(Images for object localization)
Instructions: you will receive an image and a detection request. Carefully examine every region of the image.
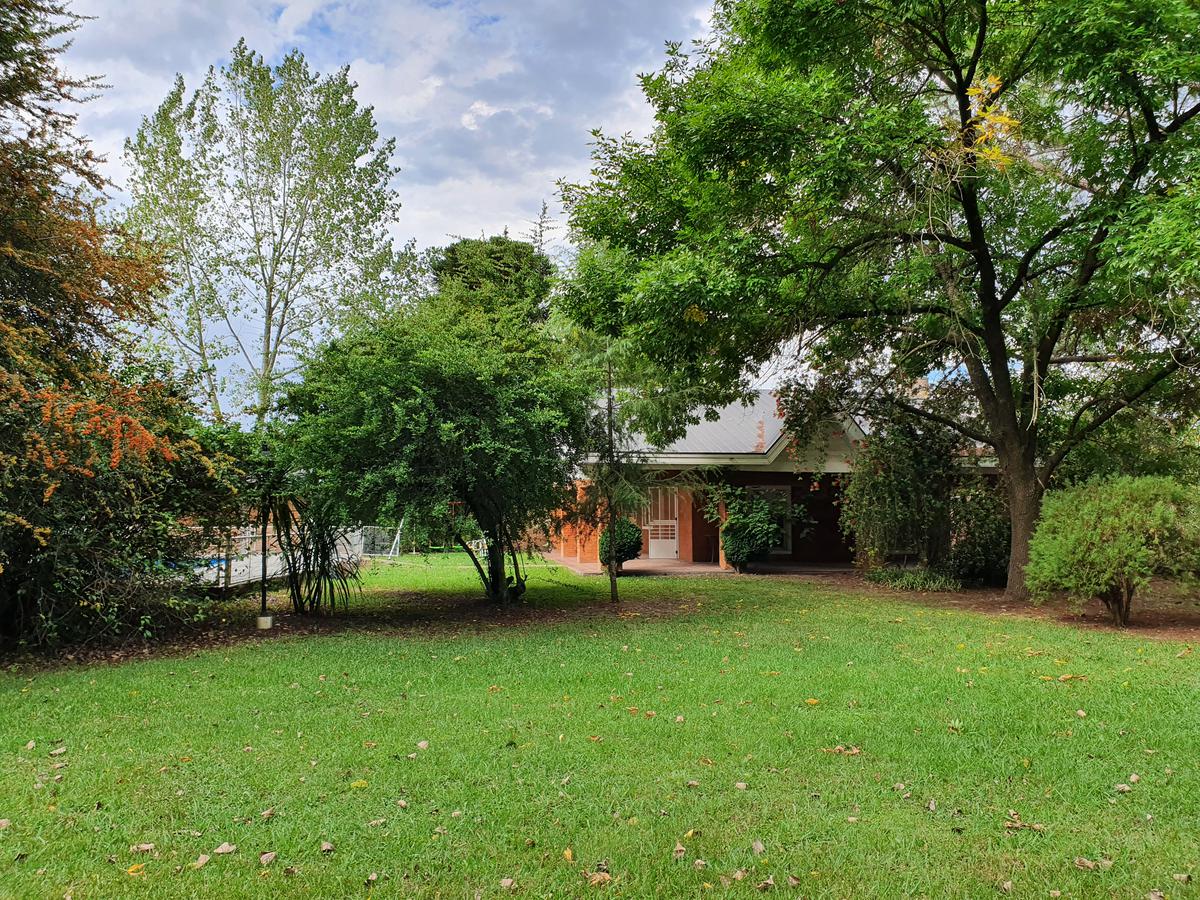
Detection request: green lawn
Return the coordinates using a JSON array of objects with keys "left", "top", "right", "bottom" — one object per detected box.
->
[{"left": 2, "top": 556, "right": 1197, "bottom": 898}]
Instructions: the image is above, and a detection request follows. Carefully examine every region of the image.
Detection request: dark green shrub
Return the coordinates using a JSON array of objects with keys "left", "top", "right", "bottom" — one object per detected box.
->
[
  {"left": 945, "top": 477, "right": 1010, "bottom": 585},
  {"left": 864, "top": 566, "right": 962, "bottom": 592},
  {"left": 839, "top": 418, "right": 959, "bottom": 567},
  {"left": 1026, "top": 476, "right": 1200, "bottom": 626},
  {"left": 599, "top": 517, "right": 643, "bottom": 573},
  {"left": 705, "top": 487, "right": 801, "bottom": 573}
]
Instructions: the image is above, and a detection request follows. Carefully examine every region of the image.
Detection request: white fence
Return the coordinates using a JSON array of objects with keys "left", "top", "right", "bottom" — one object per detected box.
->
[
  {"left": 357, "top": 525, "right": 493, "bottom": 558},
  {"left": 194, "top": 526, "right": 365, "bottom": 588}
]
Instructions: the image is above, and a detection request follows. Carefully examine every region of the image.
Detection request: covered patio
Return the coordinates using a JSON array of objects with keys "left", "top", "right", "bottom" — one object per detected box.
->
[{"left": 544, "top": 550, "right": 854, "bottom": 577}]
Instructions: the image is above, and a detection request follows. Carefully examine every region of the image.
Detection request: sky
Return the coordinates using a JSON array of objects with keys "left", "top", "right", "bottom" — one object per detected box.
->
[{"left": 65, "top": 0, "right": 713, "bottom": 251}]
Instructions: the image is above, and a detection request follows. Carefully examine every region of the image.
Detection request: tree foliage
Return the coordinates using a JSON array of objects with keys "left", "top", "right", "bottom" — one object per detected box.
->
[
  {"left": 1026, "top": 476, "right": 1200, "bottom": 626},
  {"left": 0, "top": 1, "right": 233, "bottom": 644},
  {"left": 562, "top": 0, "right": 1200, "bottom": 597},
  {"left": 287, "top": 237, "right": 592, "bottom": 603},
  {"left": 124, "top": 40, "right": 401, "bottom": 423}
]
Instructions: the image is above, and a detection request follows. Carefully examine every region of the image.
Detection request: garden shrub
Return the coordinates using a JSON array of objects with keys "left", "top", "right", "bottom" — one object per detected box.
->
[
  {"left": 599, "top": 517, "right": 643, "bottom": 573},
  {"left": 705, "top": 487, "right": 800, "bottom": 573},
  {"left": 944, "top": 477, "right": 1010, "bottom": 586},
  {"left": 864, "top": 566, "right": 962, "bottom": 592},
  {"left": 1025, "top": 476, "right": 1200, "bottom": 626},
  {"left": 839, "top": 417, "right": 959, "bottom": 567}
]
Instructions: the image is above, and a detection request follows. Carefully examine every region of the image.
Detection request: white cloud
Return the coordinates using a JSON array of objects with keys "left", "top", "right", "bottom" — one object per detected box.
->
[{"left": 63, "top": 0, "right": 713, "bottom": 248}]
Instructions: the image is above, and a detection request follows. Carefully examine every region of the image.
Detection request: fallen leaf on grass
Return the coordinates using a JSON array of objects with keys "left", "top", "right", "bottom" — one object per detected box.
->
[
  {"left": 320, "top": 841, "right": 334, "bottom": 853},
  {"left": 1003, "top": 810, "right": 1045, "bottom": 832},
  {"left": 751, "top": 840, "right": 765, "bottom": 856},
  {"left": 129, "top": 843, "right": 155, "bottom": 853},
  {"left": 365, "top": 872, "right": 378, "bottom": 886},
  {"left": 213, "top": 842, "right": 236, "bottom": 855},
  {"left": 1115, "top": 783, "right": 1132, "bottom": 793},
  {"left": 756, "top": 874, "right": 775, "bottom": 891},
  {"left": 259, "top": 852, "right": 276, "bottom": 866},
  {"left": 673, "top": 842, "right": 686, "bottom": 860},
  {"left": 0, "top": 820, "right": 9, "bottom": 830},
  {"left": 350, "top": 780, "right": 368, "bottom": 789},
  {"left": 49, "top": 746, "right": 66, "bottom": 757},
  {"left": 500, "top": 877, "right": 516, "bottom": 890},
  {"left": 1074, "top": 857, "right": 1096, "bottom": 870},
  {"left": 735, "top": 782, "right": 748, "bottom": 791},
  {"left": 416, "top": 740, "right": 429, "bottom": 750},
  {"left": 686, "top": 780, "right": 699, "bottom": 788},
  {"left": 24, "top": 741, "right": 34, "bottom": 750},
  {"left": 193, "top": 855, "right": 210, "bottom": 869},
  {"left": 821, "top": 745, "right": 862, "bottom": 756},
  {"left": 787, "top": 875, "right": 802, "bottom": 887},
  {"left": 805, "top": 698, "right": 820, "bottom": 706},
  {"left": 126, "top": 863, "right": 145, "bottom": 876},
  {"left": 563, "top": 847, "right": 574, "bottom": 863},
  {"left": 1174, "top": 874, "right": 1192, "bottom": 883},
  {"left": 261, "top": 807, "right": 275, "bottom": 819},
  {"left": 368, "top": 819, "right": 386, "bottom": 827},
  {"left": 694, "top": 859, "right": 707, "bottom": 870},
  {"left": 586, "top": 871, "right": 612, "bottom": 887}
]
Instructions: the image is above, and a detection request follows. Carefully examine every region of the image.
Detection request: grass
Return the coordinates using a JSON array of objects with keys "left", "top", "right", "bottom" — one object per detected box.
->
[{"left": 1, "top": 554, "right": 1198, "bottom": 898}]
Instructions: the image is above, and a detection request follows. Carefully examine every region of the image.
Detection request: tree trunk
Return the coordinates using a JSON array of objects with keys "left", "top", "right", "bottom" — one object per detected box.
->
[
  {"left": 1102, "top": 580, "right": 1134, "bottom": 626},
  {"left": 485, "top": 530, "right": 507, "bottom": 603},
  {"left": 1004, "top": 468, "right": 1043, "bottom": 601},
  {"left": 605, "top": 353, "right": 619, "bottom": 604}
]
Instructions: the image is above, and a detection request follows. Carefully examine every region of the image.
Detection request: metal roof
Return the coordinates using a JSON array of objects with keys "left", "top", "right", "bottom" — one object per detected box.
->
[{"left": 646, "top": 390, "right": 788, "bottom": 455}]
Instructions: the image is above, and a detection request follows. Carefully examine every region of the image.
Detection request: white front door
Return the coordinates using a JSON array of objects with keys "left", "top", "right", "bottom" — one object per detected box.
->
[{"left": 645, "top": 488, "right": 678, "bottom": 559}]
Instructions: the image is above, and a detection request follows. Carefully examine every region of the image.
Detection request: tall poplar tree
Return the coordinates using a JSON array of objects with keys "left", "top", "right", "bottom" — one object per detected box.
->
[{"left": 125, "top": 40, "right": 401, "bottom": 423}]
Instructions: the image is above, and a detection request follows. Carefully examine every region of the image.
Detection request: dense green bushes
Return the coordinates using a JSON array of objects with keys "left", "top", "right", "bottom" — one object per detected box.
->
[
  {"left": 1026, "top": 476, "right": 1200, "bottom": 626},
  {"left": 704, "top": 487, "right": 802, "bottom": 573},
  {"left": 944, "top": 478, "right": 1010, "bottom": 585},
  {"left": 599, "top": 518, "right": 643, "bottom": 573},
  {"left": 838, "top": 417, "right": 1009, "bottom": 585}
]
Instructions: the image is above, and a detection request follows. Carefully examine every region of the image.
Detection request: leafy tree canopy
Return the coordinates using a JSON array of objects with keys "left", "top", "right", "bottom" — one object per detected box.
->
[
  {"left": 287, "top": 237, "right": 593, "bottom": 602},
  {"left": 562, "top": 0, "right": 1200, "bottom": 596},
  {"left": 125, "top": 39, "right": 401, "bottom": 423},
  {"left": 0, "top": 1, "right": 233, "bottom": 643}
]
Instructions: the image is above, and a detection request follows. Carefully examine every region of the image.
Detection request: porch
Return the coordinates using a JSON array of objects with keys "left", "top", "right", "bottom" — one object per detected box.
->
[{"left": 544, "top": 549, "right": 854, "bottom": 578}]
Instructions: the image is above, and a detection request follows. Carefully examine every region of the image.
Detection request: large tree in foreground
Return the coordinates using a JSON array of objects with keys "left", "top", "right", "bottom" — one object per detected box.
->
[
  {"left": 287, "top": 237, "right": 592, "bottom": 603},
  {"left": 125, "top": 40, "right": 400, "bottom": 424},
  {"left": 562, "top": 0, "right": 1200, "bottom": 596},
  {"left": 0, "top": 0, "right": 232, "bottom": 642}
]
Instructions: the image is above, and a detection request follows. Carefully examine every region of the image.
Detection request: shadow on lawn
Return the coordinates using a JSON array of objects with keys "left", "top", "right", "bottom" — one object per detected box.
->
[{"left": 5, "top": 568, "right": 1196, "bottom": 672}]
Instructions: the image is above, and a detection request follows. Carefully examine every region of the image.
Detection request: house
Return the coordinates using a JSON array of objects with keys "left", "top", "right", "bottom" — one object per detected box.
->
[{"left": 553, "top": 391, "right": 866, "bottom": 570}]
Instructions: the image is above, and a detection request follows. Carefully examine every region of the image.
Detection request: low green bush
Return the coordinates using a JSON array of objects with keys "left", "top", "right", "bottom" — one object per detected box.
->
[
  {"left": 864, "top": 566, "right": 962, "bottom": 592},
  {"left": 1026, "top": 476, "right": 1200, "bottom": 626},
  {"left": 599, "top": 517, "right": 643, "bottom": 573}
]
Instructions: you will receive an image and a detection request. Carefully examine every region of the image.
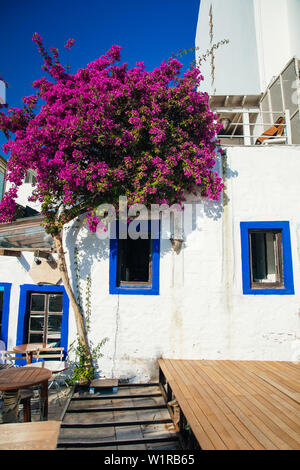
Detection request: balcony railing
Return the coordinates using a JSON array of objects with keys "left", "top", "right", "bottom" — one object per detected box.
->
[{"left": 215, "top": 109, "right": 292, "bottom": 146}]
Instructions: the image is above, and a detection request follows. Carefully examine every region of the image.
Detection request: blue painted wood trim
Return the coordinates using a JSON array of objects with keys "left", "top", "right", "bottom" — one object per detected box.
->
[
  {"left": 16, "top": 284, "right": 70, "bottom": 358},
  {"left": 0, "top": 282, "right": 12, "bottom": 347},
  {"left": 109, "top": 221, "right": 160, "bottom": 295},
  {"left": 240, "top": 221, "right": 295, "bottom": 295}
]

**ASSIGNED TASK**
Isolate the lines above that contain the word "lawn" and copy them.

**SOLUTION FOR THIS EXERCISE**
Detection request: green lawn
Detection request: shadow on lawn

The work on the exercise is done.